--- Exercise goal ---
Output the entries below unchanged, except for the pictures.

--- Available records ---

##############################

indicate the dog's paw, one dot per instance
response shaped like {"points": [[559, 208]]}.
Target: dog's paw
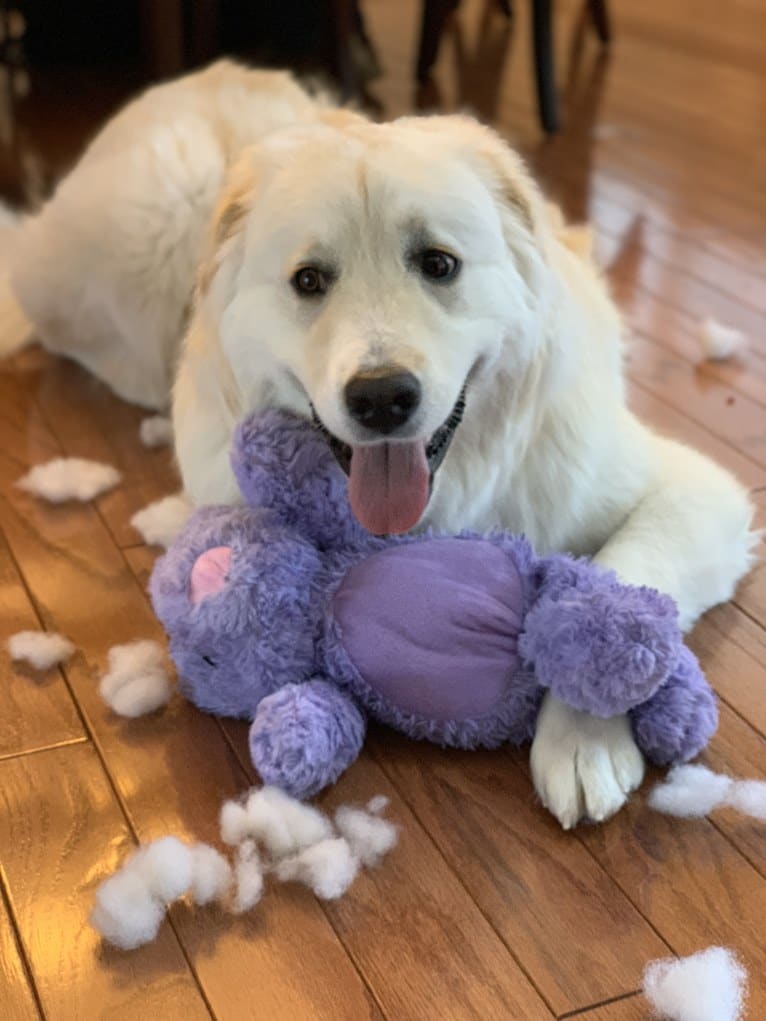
{"points": [[583, 767]]}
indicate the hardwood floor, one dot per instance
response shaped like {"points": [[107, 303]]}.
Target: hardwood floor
{"points": [[486, 909]]}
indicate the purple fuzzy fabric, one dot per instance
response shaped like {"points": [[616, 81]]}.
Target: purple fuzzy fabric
{"points": [[304, 736], [451, 639], [597, 644], [676, 723]]}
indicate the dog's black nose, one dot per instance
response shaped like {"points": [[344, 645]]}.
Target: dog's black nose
{"points": [[382, 399]]}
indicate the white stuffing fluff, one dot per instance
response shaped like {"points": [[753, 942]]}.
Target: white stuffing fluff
{"points": [[378, 804], [125, 912], [720, 342], [160, 522], [131, 905], [281, 823], [248, 878], [156, 431], [42, 649], [165, 868], [69, 479], [690, 791], [328, 868], [710, 985], [369, 836], [211, 875], [137, 682], [749, 796]]}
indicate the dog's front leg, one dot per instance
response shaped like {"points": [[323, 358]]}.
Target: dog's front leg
{"points": [[689, 536]]}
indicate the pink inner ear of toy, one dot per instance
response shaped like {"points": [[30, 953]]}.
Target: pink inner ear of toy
{"points": [[209, 574]]}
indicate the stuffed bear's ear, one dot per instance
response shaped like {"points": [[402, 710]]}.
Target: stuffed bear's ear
{"points": [[283, 464]]}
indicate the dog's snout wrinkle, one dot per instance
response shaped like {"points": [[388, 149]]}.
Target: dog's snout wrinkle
{"points": [[383, 398]]}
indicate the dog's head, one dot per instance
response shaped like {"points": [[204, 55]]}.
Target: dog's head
{"points": [[376, 277]]}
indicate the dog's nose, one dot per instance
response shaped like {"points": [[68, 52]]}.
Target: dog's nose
{"points": [[382, 399]]}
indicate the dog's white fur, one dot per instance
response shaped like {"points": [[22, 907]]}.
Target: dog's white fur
{"points": [[546, 445]]}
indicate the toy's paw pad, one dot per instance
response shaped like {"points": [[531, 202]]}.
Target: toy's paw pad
{"points": [[209, 574], [583, 767]]}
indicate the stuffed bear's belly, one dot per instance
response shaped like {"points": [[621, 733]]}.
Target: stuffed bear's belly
{"points": [[432, 626]]}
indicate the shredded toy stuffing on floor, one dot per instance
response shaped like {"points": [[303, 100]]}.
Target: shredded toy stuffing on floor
{"points": [[720, 342], [328, 868], [137, 681], [156, 431], [272, 834], [42, 649], [710, 985], [69, 479], [160, 522], [692, 791]]}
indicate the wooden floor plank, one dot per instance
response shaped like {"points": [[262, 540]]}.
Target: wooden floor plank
{"points": [[578, 931], [630, 1009], [36, 709], [18, 1001], [173, 771], [90, 422], [429, 933], [61, 831], [690, 882]]}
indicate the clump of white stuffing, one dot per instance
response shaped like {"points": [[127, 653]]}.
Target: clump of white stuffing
{"points": [[211, 875], [690, 791], [328, 868], [281, 823], [137, 682], [42, 649], [160, 522], [156, 431], [131, 905], [369, 836], [710, 985], [248, 878], [720, 342], [749, 796], [69, 479]]}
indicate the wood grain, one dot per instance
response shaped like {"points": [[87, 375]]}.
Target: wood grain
{"points": [[61, 831], [17, 995], [36, 709], [547, 923], [630, 1009]]}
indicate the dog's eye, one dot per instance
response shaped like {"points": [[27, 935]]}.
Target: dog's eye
{"points": [[437, 264], [309, 281]]}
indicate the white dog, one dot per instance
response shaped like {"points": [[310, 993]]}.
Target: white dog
{"points": [[405, 285]]}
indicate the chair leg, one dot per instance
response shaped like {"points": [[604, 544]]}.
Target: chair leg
{"points": [[435, 13], [543, 64], [600, 16]]}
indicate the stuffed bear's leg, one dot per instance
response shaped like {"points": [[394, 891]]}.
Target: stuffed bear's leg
{"points": [[304, 736], [679, 719], [689, 536]]}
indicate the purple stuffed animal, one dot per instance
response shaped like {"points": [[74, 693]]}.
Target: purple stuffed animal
{"points": [[285, 612]]}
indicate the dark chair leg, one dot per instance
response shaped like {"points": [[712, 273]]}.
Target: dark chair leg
{"points": [[543, 64], [435, 13], [600, 16]]}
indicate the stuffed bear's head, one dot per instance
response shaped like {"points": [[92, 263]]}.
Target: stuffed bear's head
{"points": [[246, 622], [282, 463]]}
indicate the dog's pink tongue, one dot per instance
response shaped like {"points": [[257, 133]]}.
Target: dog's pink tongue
{"points": [[388, 486]]}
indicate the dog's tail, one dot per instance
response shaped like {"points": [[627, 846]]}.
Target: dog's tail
{"points": [[15, 329]]}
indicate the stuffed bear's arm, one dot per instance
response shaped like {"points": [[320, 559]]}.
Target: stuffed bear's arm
{"points": [[599, 645], [676, 723], [305, 735], [283, 463]]}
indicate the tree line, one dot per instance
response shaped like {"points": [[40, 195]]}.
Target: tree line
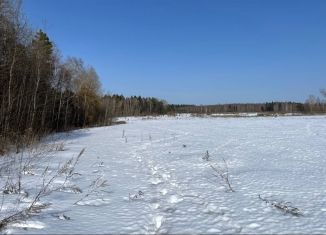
{"points": [[313, 105], [40, 92]]}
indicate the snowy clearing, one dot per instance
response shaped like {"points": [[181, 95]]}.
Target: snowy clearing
{"points": [[159, 180]]}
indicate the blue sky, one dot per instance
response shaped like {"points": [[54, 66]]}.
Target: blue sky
{"points": [[194, 51]]}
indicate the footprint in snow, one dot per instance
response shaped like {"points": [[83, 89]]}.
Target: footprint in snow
{"points": [[175, 199], [156, 181]]}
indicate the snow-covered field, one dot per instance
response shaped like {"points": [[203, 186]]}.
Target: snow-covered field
{"points": [[160, 183]]}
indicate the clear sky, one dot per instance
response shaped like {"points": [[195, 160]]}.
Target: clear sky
{"points": [[194, 51]]}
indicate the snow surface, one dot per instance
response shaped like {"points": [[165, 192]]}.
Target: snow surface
{"points": [[159, 183]]}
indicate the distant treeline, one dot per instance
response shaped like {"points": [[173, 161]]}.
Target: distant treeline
{"points": [[40, 92], [270, 107]]}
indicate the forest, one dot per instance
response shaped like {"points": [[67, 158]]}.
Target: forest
{"points": [[41, 92]]}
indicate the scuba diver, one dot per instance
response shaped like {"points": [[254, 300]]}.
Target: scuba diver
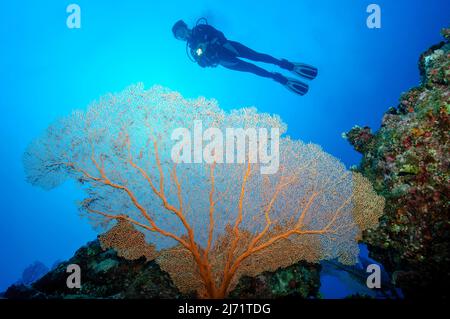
{"points": [[208, 47]]}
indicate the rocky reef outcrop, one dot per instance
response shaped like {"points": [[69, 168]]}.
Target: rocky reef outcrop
{"points": [[105, 274], [407, 160]]}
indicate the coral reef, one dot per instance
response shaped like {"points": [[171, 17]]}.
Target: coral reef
{"points": [[407, 161], [104, 275], [107, 275], [209, 222]]}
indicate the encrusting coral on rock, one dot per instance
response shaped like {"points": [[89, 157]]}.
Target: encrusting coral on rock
{"points": [[407, 161]]}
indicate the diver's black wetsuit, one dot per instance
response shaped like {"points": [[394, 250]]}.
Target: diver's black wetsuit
{"points": [[210, 47]]}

##############################

--- Answer below ---
indicate the dog's paw, one dot per instance
response shaped like {"points": [[559, 208]]}.
Target: dog's paw
{"points": [[583, 767]]}
indicate the hardwood floor, one dot per instance
response shaped like {"points": [[107, 303]]}.
Target: hardwood floor
{"points": [[486, 909]]}
indicate the purple fuzzy fabric, one dot per instance
response shaped like {"points": [[616, 81]]}.
Target: purple fuzzy fabric
{"points": [[304, 736], [451, 639], [597, 644], [676, 723]]}
indicate the dog's black nose, one dot per instance
response shaped like {"points": [[344, 645]]}.
Target: dog's black nose
{"points": [[382, 399]]}
indicate the white stuffing fluff, one dot per instance
response shaped like {"points": [[753, 942]]}.
Target: white stuffing fluff
{"points": [[378, 804], [125, 912], [720, 342], [160, 522], [131, 905], [281, 823], [248, 878], [156, 431], [42, 649], [165, 868], [69, 479], [690, 791], [328, 868], [710, 985], [369, 836], [211, 875], [137, 682], [749, 796]]}
indicate the dog's front leg, one dot per instance
response shaped like {"points": [[323, 358]]}.
Target: dog's front leg
{"points": [[689, 536]]}
indicate the pink inner ear of toy, one dot per instance
response shaped like {"points": [[30, 953]]}.
Target: pink inner ear of toy
{"points": [[209, 574]]}
indicate the stuffed bear's ear, one dot per instance
response shaped like {"points": [[402, 710]]}.
Target: stuffed bear's ear
{"points": [[283, 464]]}
indicate the dog's snout wrinkle, one dot per instance
response shaped like {"points": [[388, 149]]}.
Target: dog's snout wrinkle
{"points": [[383, 398]]}
indicate the dog's head, one dot per instance
response shaped like {"points": [[204, 55]]}.
Target: dog's head
{"points": [[376, 277]]}
indicate the dog's nose, one dot per instance
response shaped like {"points": [[68, 52]]}.
Target: dog's nose
{"points": [[382, 399]]}
indicate the dog's white fur, one dot per instance
response shaped like {"points": [[22, 907]]}.
Target: dog's white fur
{"points": [[546, 445]]}
indicate the toy's paw pad, one dot per instance
response shaped like {"points": [[531, 202]]}.
Target: toy's paw pad
{"points": [[209, 574], [583, 767]]}
indicate the stuffed bear's belly, one dot per instance
response shaped like {"points": [[621, 733]]}.
Target: stuffed bear's belly
{"points": [[432, 626]]}
indicate the shredded toy stuffing on floor, one dot per instance
response shaped like {"points": [[303, 100]]}.
Target: shredded toy stuffing on floor
{"points": [[720, 342], [328, 868], [137, 681], [156, 431], [272, 834], [42, 649], [710, 985], [69, 479], [160, 522], [692, 791]]}
indicate the wooden floor plank, one dot per instance
response shaped like {"points": [[262, 540]]}.
Target: wooden floor plank
{"points": [[578, 931], [630, 1009], [36, 709], [18, 1001], [173, 771], [90, 422], [429, 933], [61, 831], [690, 882]]}
indicate the clump of white stuffing, one dot per instance
response shaped like {"points": [[127, 653]]}.
Target: clump of white stuffing
{"points": [[211, 875], [690, 791], [328, 868], [281, 823], [137, 682], [42, 649], [160, 522], [156, 431], [131, 905], [369, 836], [710, 985], [248, 878], [720, 342], [749, 796], [69, 479]]}
indicate the wood grain, one dot per instance
response shaped like {"points": [[87, 375]]}.
Target: wood grain
{"points": [[61, 831], [17, 995], [36, 709], [547, 923], [630, 1009]]}
indicate the dog's eye, one dot per instance
response shaped like {"points": [[27, 935]]}.
Target: dog's eye
{"points": [[437, 264], [309, 281]]}
indicate the white dog, one dot per instance
response shaped like {"points": [[310, 993]]}.
Target: white dog
{"points": [[405, 285]]}
indicate the chair leg, one dot per instance
response shaped like {"points": [[604, 544]]}.
Target: chair leg
{"points": [[435, 13], [543, 64], [600, 16]]}
indicate the stuffed bear's leg, one dot per instance
response shaped like {"points": [[394, 891]]}.
Target: stuffed bear's leg
{"points": [[304, 736], [679, 719], [689, 536]]}
indicate the purple stuffed animal, one dot per instance
response shaped like {"points": [[74, 693]]}.
Target: purple stuffed animal
{"points": [[285, 612]]}
indicate the dark chair leg, one dot per instance
response shaped like {"points": [[712, 273]]}.
Target: dark chair leg
{"points": [[543, 64], [435, 13], [600, 16]]}
indicate the stuffed bear's head, one dot per instance
response shaped like {"points": [[92, 263]]}.
Target: stuffed bear's head
{"points": [[246, 622], [282, 463]]}
indicate the dog's pink tongue, one dot per instance
response shaped like {"points": [[257, 133]]}.
Target: dog's pink tongue
{"points": [[388, 486]]}
indicate the dog's tail, one dot per instance
response shaped like {"points": [[627, 846]]}.
Target: dog's tail
{"points": [[15, 329]]}
indicate the stuffed bear's arm, one dot per instance
response shaped like {"points": [[320, 559]]}.
Target: stuffed bear's arm
{"points": [[599, 645], [676, 723], [305, 735], [283, 463]]}
indicate the tree line, one dot per instance
response shaped like {"points": [[40, 195]]}.
Target: tree line
{"points": [[313, 105], [40, 92]]}
indicate the snowy clearing, one dot per instance
response shaped like {"points": [[181, 95]]}.
Target: snowy clearing
{"points": [[159, 180]]}
indicate the blue sky, one dot per instance
response shaped like {"points": [[54, 66]]}.
Target: blue sky
{"points": [[194, 51]]}
indicate the footprint in snow, one dot per instance
response shaped like {"points": [[83, 89]]}.
Target: footprint in snow
{"points": [[175, 199], [156, 181]]}
indicate the snow-covered field, one dot per instance
response shaped like {"points": [[203, 186]]}.
Target: snow-covered field
{"points": [[160, 183]]}
indicate the clear sky, one dot per instance
response shaped like {"points": [[195, 160]]}.
Target: clear sky
{"points": [[194, 51]]}
indicate the snow surface, one dot per instance
response shaped like {"points": [[165, 192]]}.
Target: snow surface
{"points": [[159, 183]]}
indicate the distant treeline, one dot per instance
response shaped like {"points": [[173, 161]]}.
Target: distant treeline
{"points": [[40, 92], [270, 107]]}
indicate the forest, one dot per instance
response shaped like {"points": [[67, 158]]}.
Target: forest
{"points": [[41, 92]]}
indicate the scuba diver, one dot per instance
response shaped like {"points": [[254, 300]]}.
Target: scuba diver
{"points": [[208, 47]]}
indicate the rocky reef outcrop, one dot per instance
response shaped like {"points": [[69, 168]]}.
Target: rocky reef outcrop
{"points": [[105, 274], [407, 160]]}
indicate the coral reef, one dot per instance
response shaped like {"points": [[171, 17]]}.
Target: coral reef
{"points": [[407, 161], [104, 275], [107, 275], [209, 222]]}
indicate the encrusting coral on rock, one dot per instance
response shaped like {"points": [[89, 157]]}.
Target: encrusting coral on rock
{"points": [[407, 161]]}
indicate the diver's black wetsuit, one dot per instance
response shaped like {"points": [[394, 250]]}.
Target: diver's black wetsuit
{"points": [[210, 47]]}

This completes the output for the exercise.